TASK DIRECTIONS: Could you transcribe every record below exactly as written, leaving out any pictures?

Natural language region descriptions:
--------------------

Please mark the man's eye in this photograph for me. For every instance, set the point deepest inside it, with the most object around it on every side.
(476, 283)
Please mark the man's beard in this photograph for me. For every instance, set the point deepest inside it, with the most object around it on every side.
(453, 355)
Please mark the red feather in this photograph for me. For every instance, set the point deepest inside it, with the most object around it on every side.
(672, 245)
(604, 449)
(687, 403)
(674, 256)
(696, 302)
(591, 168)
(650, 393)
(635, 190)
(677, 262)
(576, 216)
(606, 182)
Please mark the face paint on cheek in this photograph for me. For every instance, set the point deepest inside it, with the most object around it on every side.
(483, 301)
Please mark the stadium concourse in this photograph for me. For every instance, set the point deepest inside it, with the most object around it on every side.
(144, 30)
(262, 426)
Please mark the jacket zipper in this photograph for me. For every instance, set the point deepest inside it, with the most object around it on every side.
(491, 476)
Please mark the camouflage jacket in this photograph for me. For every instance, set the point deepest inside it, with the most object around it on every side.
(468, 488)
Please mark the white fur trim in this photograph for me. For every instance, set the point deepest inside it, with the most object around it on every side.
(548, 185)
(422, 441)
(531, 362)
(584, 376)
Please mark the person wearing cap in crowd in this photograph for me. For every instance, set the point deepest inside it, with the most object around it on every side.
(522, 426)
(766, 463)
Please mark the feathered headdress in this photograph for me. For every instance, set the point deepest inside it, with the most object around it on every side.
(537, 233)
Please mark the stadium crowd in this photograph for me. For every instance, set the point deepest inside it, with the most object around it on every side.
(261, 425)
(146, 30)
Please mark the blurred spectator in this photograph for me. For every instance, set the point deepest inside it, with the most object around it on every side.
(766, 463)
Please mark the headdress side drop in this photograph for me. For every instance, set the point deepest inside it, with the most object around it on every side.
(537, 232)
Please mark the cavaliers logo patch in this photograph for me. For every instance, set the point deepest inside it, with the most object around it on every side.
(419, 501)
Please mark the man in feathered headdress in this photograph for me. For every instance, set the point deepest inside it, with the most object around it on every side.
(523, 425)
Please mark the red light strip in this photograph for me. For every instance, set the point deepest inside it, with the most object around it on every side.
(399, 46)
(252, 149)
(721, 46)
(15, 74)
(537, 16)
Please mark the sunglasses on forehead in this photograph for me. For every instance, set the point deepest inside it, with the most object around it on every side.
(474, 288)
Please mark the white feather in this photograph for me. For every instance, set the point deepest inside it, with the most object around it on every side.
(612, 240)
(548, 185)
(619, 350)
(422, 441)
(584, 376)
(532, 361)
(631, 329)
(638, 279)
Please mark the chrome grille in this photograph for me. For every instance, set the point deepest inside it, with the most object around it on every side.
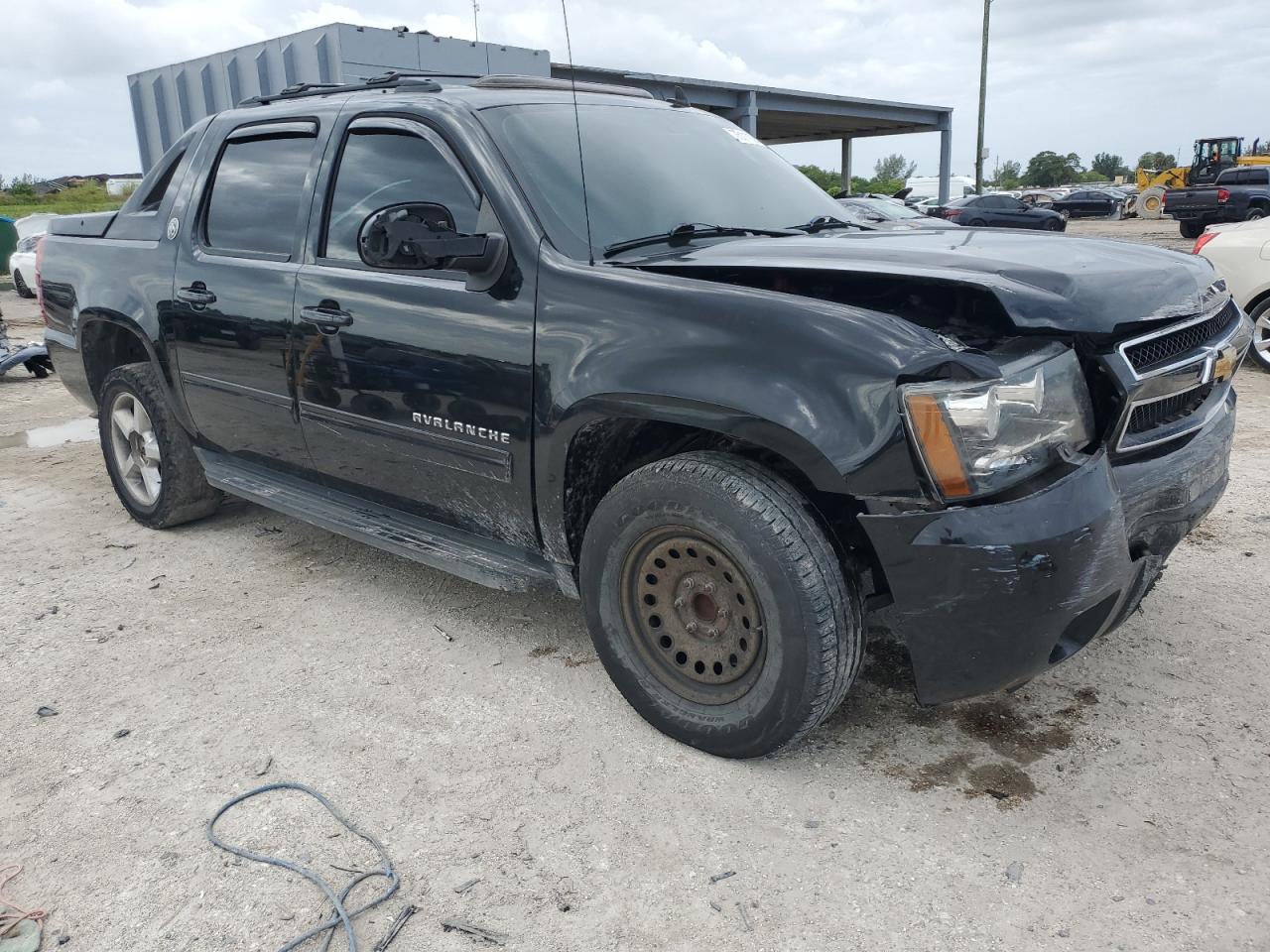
(1159, 350)
(1147, 416)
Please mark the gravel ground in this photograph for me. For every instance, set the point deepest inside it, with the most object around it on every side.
(1116, 802)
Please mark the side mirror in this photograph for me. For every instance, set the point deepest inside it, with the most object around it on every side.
(422, 236)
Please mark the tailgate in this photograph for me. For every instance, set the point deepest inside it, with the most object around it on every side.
(1191, 199)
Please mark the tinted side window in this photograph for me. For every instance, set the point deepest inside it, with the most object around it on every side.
(382, 167)
(255, 194)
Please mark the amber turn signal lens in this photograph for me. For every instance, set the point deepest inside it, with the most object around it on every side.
(940, 452)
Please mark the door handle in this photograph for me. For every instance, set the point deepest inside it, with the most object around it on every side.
(325, 316)
(195, 294)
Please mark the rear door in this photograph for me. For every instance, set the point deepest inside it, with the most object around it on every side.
(414, 391)
(235, 287)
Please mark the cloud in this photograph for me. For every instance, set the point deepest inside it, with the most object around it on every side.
(1087, 75)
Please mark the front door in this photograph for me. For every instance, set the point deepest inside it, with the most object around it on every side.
(414, 391)
(231, 318)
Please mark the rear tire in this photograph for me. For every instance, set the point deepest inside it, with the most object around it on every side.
(19, 285)
(742, 675)
(1260, 349)
(148, 453)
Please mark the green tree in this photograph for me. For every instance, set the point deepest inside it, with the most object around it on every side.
(1157, 160)
(1007, 176)
(1048, 169)
(893, 168)
(1107, 166)
(828, 179)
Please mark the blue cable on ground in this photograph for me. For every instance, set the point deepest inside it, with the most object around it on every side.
(340, 916)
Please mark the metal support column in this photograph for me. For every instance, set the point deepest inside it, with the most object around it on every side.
(945, 158)
(746, 114)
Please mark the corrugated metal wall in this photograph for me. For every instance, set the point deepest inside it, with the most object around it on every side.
(169, 99)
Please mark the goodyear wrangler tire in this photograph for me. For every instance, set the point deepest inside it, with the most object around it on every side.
(148, 453)
(717, 604)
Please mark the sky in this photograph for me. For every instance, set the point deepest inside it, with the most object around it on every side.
(1082, 76)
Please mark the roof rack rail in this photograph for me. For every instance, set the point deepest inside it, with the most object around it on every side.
(500, 81)
(426, 81)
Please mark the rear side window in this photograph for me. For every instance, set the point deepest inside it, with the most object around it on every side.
(155, 194)
(382, 167)
(255, 194)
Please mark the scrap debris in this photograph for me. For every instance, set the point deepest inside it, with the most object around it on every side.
(395, 928)
(23, 925)
(339, 918)
(476, 932)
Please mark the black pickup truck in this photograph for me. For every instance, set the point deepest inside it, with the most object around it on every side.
(667, 380)
(1239, 194)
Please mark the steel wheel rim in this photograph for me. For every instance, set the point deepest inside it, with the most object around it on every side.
(136, 449)
(695, 617)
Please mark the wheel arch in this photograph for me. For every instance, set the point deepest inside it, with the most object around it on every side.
(604, 438)
(108, 339)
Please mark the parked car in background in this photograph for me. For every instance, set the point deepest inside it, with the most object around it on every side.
(1000, 212)
(22, 266)
(887, 214)
(1042, 199)
(1241, 254)
(1238, 194)
(1093, 202)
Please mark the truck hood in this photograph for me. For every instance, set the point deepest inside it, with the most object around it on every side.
(1044, 282)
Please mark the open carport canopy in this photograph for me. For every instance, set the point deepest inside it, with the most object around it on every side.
(783, 116)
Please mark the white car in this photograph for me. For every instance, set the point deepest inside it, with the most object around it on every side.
(1241, 254)
(22, 266)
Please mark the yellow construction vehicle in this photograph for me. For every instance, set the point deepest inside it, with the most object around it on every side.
(1211, 158)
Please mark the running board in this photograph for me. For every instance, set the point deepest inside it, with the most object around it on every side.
(472, 557)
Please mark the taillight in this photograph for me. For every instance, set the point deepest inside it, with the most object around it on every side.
(40, 287)
(1203, 240)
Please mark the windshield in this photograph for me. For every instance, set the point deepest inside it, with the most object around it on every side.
(648, 171)
(888, 209)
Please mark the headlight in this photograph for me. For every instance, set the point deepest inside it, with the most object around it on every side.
(980, 438)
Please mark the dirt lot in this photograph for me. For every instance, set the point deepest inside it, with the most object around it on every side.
(1118, 802)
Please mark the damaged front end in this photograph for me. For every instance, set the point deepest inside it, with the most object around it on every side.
(1051, 486)
(1001, 583)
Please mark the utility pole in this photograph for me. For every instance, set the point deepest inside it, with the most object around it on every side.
(983, 96)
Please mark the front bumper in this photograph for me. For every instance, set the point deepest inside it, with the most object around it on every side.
(989, 597)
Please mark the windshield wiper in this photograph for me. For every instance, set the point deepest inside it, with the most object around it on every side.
(821, 222)
(683, 234)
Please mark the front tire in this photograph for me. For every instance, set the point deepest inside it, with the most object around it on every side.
(148, 453)
(19, 285)
(1260, 349)
(717, 604)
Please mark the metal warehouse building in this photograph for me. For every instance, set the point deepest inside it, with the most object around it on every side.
(169, 99)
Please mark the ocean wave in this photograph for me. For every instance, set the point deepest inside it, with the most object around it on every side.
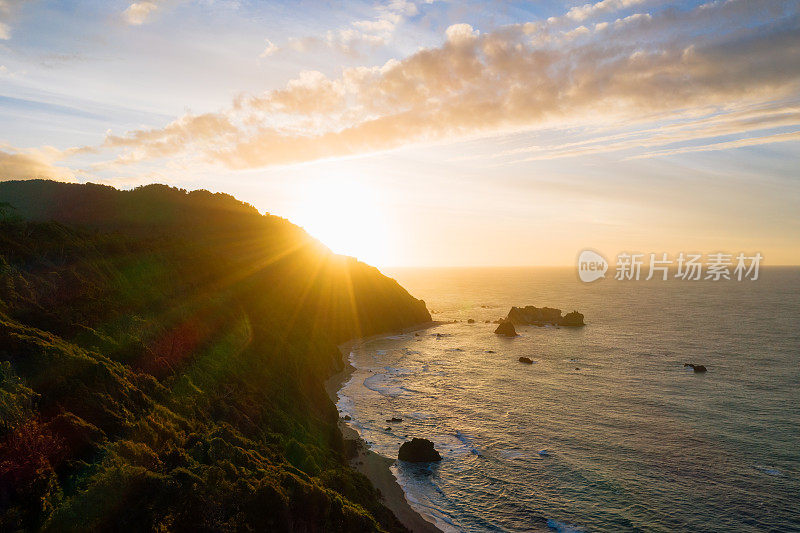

--------------------

WRITTEN RESPONSE:
Please mark the man's eye in this photograph for me. For every instance, set the point deepest inside it, with the most object around it on every side.
(476, 283)
Please mark the man's beard in this photograph for me. For every instance, set the point deepest inside it, with the most object around it on every side.
(453, 355)
Please mark the red feather in this photograph for me. For every instance, set the point deepest inside it, with the most object around it on every side.
(672, 245)
(604, 449)
(687, 403)
(674, 256)
(696, 302)
(591, 168)
(650, 393)
(635, 190)
(677, 262)
(576, 216)
(606, 182)
Please mark the face paint on cheek in this photograph for me. For every instance, set the point deepest inside it, with the most object around it on every side.
(483, 301)
Please mark the stadium concourse in this photograph for me. For every instance, set the point deepest inside it, with the most object around it on every side.
(144, 30)
(262, 426)
Please mark the jacket zipper in this photograph for me. For every instance, set the point deepest inside it, with the most object around it on every side.
(491, 476)
Please mark the camouflage jacket in this photograph for me. For every instance, set the point deepest inside it, with the most object around it on every side.
(468, 488)
Please mark the white fur trim in this photograph for me. For every instance, set the point deepest inside it, with the most object around it on every side.
(548, 185)
(422, 441)
(531, 362)
(584, 376)
Please mark the person wearing cap in crowd in this photograph for me. For every instance, set the point deepest inside it, with the most object around it on every side.
(522, 426)
(766, 463)
Please mark the feathered headdress in this photograph for me. For every instance, set the point deepest inside it, with the most object around it on every side.
(537, 233)
Please mark the stadium crowd in this photograph for me. For every instance, set the point deepest inside it, with the most object around it on every side.
(261, 425)
(146, 30)
Please mark the blurred spectator in this photograph for me. For every instance, set the point deepest inside it, with the most object around it on every side.
(766, 463)
Please mark the headdress side drop in this photograph for me. For every instance, set the point deepest inside it, with the most object around it on every side.
(537, 232)
Please mark the cavaliers logo patch in this photograph for me. For every instance, set the point deepest inside it, with the most object around it on every side.
(419, 501)
Please mark the man in feathered headdress in this photograph for me. For every instance, set the point deepest inside it, with the most object around it on every side.
(523, 425)
Please mark the red light strip in this photograph for me. For every instance, set the point deepest inside it, with the most object around it on every side.
(399, 46)
(252, 149)
(721, 46)
(15, 74)
(537, 16)
Please mark the sunglasses on forehead in this photograph for me. For every instance, set the point deepest inside it, with the most object around it on every side.
(474, 288)
Please mark the white feather in this photograph for me. For every instance, set the point deepest inside it, with the most object around it on every side.
(612, 240)
(548, 185)
(619, 350)
(422, 441)
(584, 376)
(532, 361)
(631, 329)
(638, 279)
Please mark the chrome grille in this photograph for me. For every instance, set the point deepest inside it, with the most object around it on every side.
(1159, 350)
(1147, 416)
Please mark the gravel ground in this photograph for me. For every instance, set the point deepest inside it, with the most object around it on every side.
(1116, 802)
Please mark the side mirror in this photograph for me. For every instance, set the point deepest inside it, with the most object around it on every side.
(422, 236)
Please mark the tailgate in this photograph for me. For every instance, set the point deepest inside it, with the most object around it on every side.
(1191, 199)
Please mark the tinted side window in this photograph for me. For every instance, set the point deepest inside it, with the most object around it on every side.
(382, 167)
(255, 194)
Please mark the amber turn signal lens in this photograph for me. For every instance, set the point deepest inside it, with the most object around it on every side.
(940, 452)
Please mark the door handle in this photograph for me. For every instance, set the point deepest inside it, with the most object around it on every side.
(325, 316)
(195, 294)
Please mark the rear door in this photograph for me. For every instance, set the point deepest inside it, with the most object around it on every side.
(414, 391)
(235, 287)
Please mark the cloud in this photograph for me. For every instance, set the point deepest inside it, with the most object around it on every side.
(1087, 75)
Please mark the front door in this photograph for me. For every instance, set the point deepest inside it, with the most object around it on every side.
(414, 391)
(231, 318)
Please mark the rear tire in this photograph for me. For every instance, set the point deepest inside it, with the most object around it on every side.
(19, 285)
(742, 675)
(1260, 349)
(148, 453)
Please mark the green tree in this photograph for me. For every instance, set the point deepest inside it, with the most object around it on every side.
(1157, 160)
(1007, 176)
(1048, 169)
(893, 168)
(1107, 166)
(828, 179)
Please mark the blue cable on ground in this photograph for me. For every instance, set the point deepest inside it, with the most object around it on every side.
(340, 916)
Please mark the metal support column in this photograph for me. For every instance, set the point deepest inside it, with the most object around it on every side.
(945, 158)
(746, 114)
Please mark the corrugated metal wall in this photograph for me. For every instance, set the point deepest inside it, with the most object around it on every side.
(169, 99)
Please mark the goodyear wrangler tire in this photograph for me. For every instance, set the point deepest inside it, with the most object around it on every side.
(148, 453)
(717, 604)
Please mark the sky in this photograph for me. For every instance, set the point deepest inside it, with the most object around it on every side.
(1082, 76)
Please mark the roof rack rail in this photograph for me. For every instance, set the point deepest inside it, with the most object around it on every side.
(500, 81)
(426, 81)
Please mark the rear side window in this photograph for me. For every instance, set the point deepest inside it, with the most object around it on every side.
(155, 194)
(382, 167)
(255, 194)
Please mark the scrap debris in this photograph for me. For every instance, set the point deepest inside it, with the most object around it on every side.
(395, 928)
(23, 925)
(339, 918)
(476, 932)
Please mark the black pickup truck in this photograph for me. For every instance, set the point deepest inside it, with the most object around it on every side.
(667, 380)
(1239, 194)
Please mark the steel wheel rim in this photograph for me. For every instance, set the point deepest inside it, with the most object around it on every side.
(136, 449)
(695, 617)
Please mark the wheel arch in this photograph for me. For every instance, set the point deepest inside it, with the most object around it on every side.
(604, 438)
(108, 339)
Please mark the parked car in background in this photograph for me. For every instance, set the point deepest inside it, with the most object around it on every side.
(1000, 212)
(22, 266)
(887, 214)
(1042, 199)
(1241, 254)
(1238, 194)
(1093, 202)
Please mark the truck hood in this photograph for me. For every instance, set the point deepest inside it, with the most object around it on every side.
(1044, 282)
Please mark the open carport canopy in this photograph for me. For every instance, set the point deepest inside it, with the most object around it on every side.
(783, 116)
Please mark the white car in this photograph for me. For every instance, set the point deepest inside it, with the most object around it on every side.
(1241, 254)
(22, 266)
Please mark the yellow construction vehicle in this photograph for me. For every instance, set the point deepest inside it, with the most object around it on every side.
(1211, 158)
Please mark the running board in this photograph for me. For every instance, set the point deepest inside it, with the most object around it on every side.
(472, 557)
Please mark the taillight in this photograph for me. For every instance, set the point deepest inside it, with the most object around it on every side.
(40, 287)
(1203, 240)
Please mark the windshield in this photograph for me. For every instance, set the point deepest inside it, with the most object around it on every side.
(648, 171)
(888, 209)
Please mark the headlight in this photograph for me. For every instance, set the point deepest inside it, with the most object around it on every side.
(980, 438)
Please mark the dirt lot in this photograph for me. For every instance, set the point deepest inside it, with the most object around it on every side.
(1118, 802)
Please mark the damaged front end in this photograph for me. For every instance, set the point deepest inside it, with the most object around it on every side.
(1051, 486)
(1001, 583)
Please mark the utility pole in this photograph for me. For every instance, set the point deepest inside it, with the most object around it on every side.
(983, 96)
Please mark the front bumper in this photograph for me. For every instance, set the point deepest inside it, with the most object around it on every side.
(989, 597)
Please mark the windshield wiper in this photograph for me. For every instance, set the point deepest inside it, with the most object around it on every side.
(821, 222)
(683, 234)
Please mark the front tire in this photograph for me. For every instance, set the point deepest inside it, with the most object around it on every side.
(148, 453)
(19, 285)
(1260, 349)
(717, 604)
Please mark the metal warehouse building in this photograph for me. For every instance, set the point deepest inside it, with the most object around it on every side.
(169, 99)
Please mark the ocean wave in this photograph for me. For every instance, set the point deepest inside it, with the most object around it on every side.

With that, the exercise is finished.